=== Begin Enclosure ===

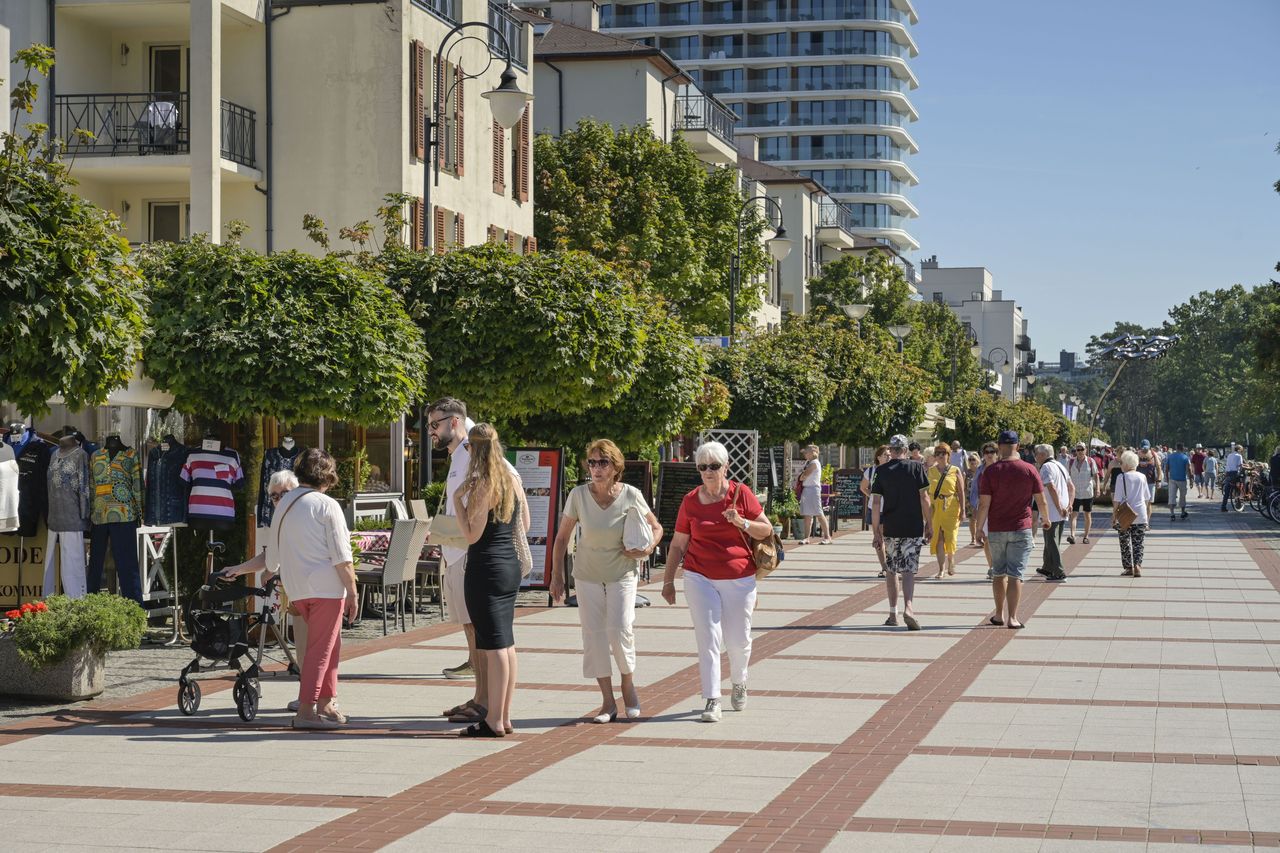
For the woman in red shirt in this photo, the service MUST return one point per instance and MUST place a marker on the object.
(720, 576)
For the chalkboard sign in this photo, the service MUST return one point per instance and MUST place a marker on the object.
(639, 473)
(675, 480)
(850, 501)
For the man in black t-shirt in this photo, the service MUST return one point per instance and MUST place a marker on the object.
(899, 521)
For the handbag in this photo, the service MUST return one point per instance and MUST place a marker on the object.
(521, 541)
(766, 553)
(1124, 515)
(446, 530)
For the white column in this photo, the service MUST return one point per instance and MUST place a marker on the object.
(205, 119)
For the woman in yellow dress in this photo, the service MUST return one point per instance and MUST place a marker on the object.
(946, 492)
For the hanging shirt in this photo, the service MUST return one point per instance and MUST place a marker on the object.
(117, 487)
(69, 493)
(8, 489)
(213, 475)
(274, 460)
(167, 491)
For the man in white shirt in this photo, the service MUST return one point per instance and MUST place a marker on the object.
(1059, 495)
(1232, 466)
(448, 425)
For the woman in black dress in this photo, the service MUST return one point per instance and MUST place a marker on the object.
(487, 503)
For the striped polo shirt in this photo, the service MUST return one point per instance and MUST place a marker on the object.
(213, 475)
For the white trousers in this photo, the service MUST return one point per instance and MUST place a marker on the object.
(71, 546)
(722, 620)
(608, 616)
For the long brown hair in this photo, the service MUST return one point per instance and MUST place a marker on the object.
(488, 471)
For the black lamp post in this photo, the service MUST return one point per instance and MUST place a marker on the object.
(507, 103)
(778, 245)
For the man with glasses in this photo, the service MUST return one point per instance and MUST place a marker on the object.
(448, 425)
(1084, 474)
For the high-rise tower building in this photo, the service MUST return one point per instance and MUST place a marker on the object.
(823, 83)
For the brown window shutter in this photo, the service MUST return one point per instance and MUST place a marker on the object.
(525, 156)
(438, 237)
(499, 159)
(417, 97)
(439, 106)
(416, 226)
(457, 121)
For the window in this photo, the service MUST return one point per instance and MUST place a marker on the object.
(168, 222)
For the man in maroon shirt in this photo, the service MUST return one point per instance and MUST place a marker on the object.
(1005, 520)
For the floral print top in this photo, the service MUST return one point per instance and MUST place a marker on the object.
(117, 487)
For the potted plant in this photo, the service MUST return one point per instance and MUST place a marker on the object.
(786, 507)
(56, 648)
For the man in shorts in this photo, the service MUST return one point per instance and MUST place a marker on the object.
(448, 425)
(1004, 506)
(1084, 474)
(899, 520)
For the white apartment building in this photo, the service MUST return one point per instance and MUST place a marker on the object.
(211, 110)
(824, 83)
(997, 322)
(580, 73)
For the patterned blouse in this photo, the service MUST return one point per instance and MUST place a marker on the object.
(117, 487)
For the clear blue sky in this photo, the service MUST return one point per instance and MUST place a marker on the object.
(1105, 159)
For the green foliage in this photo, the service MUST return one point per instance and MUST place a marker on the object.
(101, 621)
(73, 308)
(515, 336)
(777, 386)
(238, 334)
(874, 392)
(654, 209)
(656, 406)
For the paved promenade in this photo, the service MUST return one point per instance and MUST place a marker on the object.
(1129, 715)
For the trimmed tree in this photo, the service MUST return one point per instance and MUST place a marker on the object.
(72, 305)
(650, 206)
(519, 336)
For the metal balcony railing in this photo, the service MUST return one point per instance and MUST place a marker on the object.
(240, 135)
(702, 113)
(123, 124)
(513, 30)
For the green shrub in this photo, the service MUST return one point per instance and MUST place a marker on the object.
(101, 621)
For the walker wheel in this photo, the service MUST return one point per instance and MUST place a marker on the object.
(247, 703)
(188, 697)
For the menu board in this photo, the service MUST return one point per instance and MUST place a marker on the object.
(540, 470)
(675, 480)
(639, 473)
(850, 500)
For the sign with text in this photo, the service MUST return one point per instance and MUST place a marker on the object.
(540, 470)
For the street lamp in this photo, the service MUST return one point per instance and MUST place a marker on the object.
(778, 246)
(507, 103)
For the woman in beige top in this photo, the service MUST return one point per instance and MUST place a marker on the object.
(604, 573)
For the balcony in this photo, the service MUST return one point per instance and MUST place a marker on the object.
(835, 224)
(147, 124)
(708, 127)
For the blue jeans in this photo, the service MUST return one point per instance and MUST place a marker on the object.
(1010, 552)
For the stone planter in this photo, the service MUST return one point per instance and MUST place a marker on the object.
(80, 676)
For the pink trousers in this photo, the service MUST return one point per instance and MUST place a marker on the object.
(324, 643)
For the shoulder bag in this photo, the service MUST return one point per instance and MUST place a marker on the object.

=== End Enclosure ===

Please output the material as written, apart from the images.

For the woman in red shirt in this photo, the service MUST return one point per instance and MUST place a marker on the object.
(720, 576)
For the chalkboard sign in this photo, the service MUST return one point per instance and MUST place a marker on the object.
(639, 473)
(675, 480)
(850, 501)
For the man in black t-shirt in this photo, the service MUST return one point per instance and MUST place a marker on the object.
(899, 521)
For the handbag in this photo, the service MUST return one point per instance and MUST place a marker on the object.
(521, 541)
(766, 553)
(1124, 515)
(446, 530)
For the white column in this photo, the service MUST return one point per instance and MUST place a marker on the object.
(205, 119)
For the woman in yellow dress in this photo, the service MUST return one point per instance and MUST place a marker on the object.
(946, 492)
For the hanging shirt in this photo, the service MUST return one point per instance and MUST place a marker on the object.
(117, 487)
(69, 493)
(8, 489)
(213, 475)
(274, 460)
(167, 491)
For the man in white shirt in this photo, the service MUST return one point per instance and MUST place a marker on the object.
(1059, 495)
(1232, 466)
(448, 425)
For the woman in black dress in this photo, the service MUST return one point per instance and MUST place a marker on the object.
(487, 503)
For the striped polo shirt in this photo, the service MUST return one point per instance and MUST place a marker on the object.
(213, 475)
For the white trousers in this photo, the service MUST return one point per instance and MUST place a marker on the object.
(71, 546)
(722, 620)
(608, 616)
For the long brown hair in this photo, the service MUST return one point per instance and MUST place a marker on the object.
(488, 471)
For the black lamp post in this photo, the service MUST return one point per instance and MUST place a marker on the object.
(507, 103)
(778, 245)
For the man with glasses in this photo, the service MUST return one point per instance and MUST place a marker on the object.
(448, 425)
(1084, 474)
For the high-rise tower building in this photo, the service MUST return one point per instance and MUST place a marker on the object.
(823, 83)
For the brown window shutter in this photo, the service MUST return one point per instance and MUST place a marker on the object.
(525, 156)
(438, 237)
(499, 159)
(417, 97)
(439, 106)
(416, 226)
(457, 121)
For the window in this photo, the service MUST return one point per instance and MUST place a marker on the object.
(168, 222)
For the man in maroon shirt in this photo, the service MUST return one point per instance and MUST place a marker on the object.
(1005, 520)
For the floral print top in this photo, the service MUST return one point per instance and MUST place a marker on the object.
(117, 487)
For the potted plant in this photo, the service MUST return one point per instance and MUST place a marker on the object.
(786, 507)
(56, 648)
For the man in shorts in this photo, the service MUST return one point per instance and MUST place a marker on the object.
(448, 425)
(1004, 506)
(1084, 474)
(899, 520)
For the white apartment building in this photo, the service MUST return one point per instance and MUST place a marker on the object.
(211, 110)
(824, 83)
(997, 322)
(580, 73)
For the patterned blouse in this photo, the service MUST return one point per instance and MUST place a marker on the object.
(117, 487)
For the clear blue sky in this photo, the service MUST return one point per instance and MUST place a marker on the object.
(1105, 159)
For the green foliage in this photo, the service MUST return one point per instance and MUST place a marker on the object.
(101, 621)
(73, 308)
(515, 336)
(777, 386)
(238, 334)
(874, 392)
(654, 209)
(656, 406)
For the paved promenade in this photo, the service MUST return one point per instance and MUST place a marker on the object.
(1129, 715)
For the trimmed tree in this photo, the service MUST return one point per instance and MUST place a marker on the object.
(72, 305)
(650, 206)
(519, 336)
For the metal balcony railing in this photo, the service MUST return one point per instance and MUST place a marker on the object.
(240, 135)
(702, 113)
(123, 124)
(513, 30)
For the green shrub in this photo, the service MUST return one point per instance and MUST place a marker on the object.
(101, 621)
For the walker wheel in this photo, the service MUST return one point per instance and MUST place a marker on the object.
(247, 703)
(188, 697)
For the menu board in this photo, the service MUST return one point per instance and MUST place a marker on the object.
(540, 470)
(675, 480)
(639, 473)
(850, 500)
For the sign with text in this photo, the service MUST return one point per instance and MUST place a marker on the object.
(540, 470)
For the street lamp in this photo, the service MUST return one point per instance and MUST place a marker on the object.
(778, 246)
(507, 103)
For the woman in beige top in this photo, the service MUST return one point per instance and MUST place a marker on the object.
(604, 573)
For the balcony in this photo, the service MUST return one point per instance and MUST place a marker on the object.
(835, 224)
(147, 124)
(708, 127)
For the blue jeans in this photo, the service MUST return one point per instance and MUST place a marker on the object.
(1010, 552)
For the stone planter in this photo, the service MUST return one point per instance and MUST place a marker on the object.
(80, 676)
For the pink trousers in this photo, the service MUST return one point per instance and MUST place a marker on the object.
(324, 643)
For the shoulder bag in this photo, the service MUST return one point per instance and MUST place a marker on the object.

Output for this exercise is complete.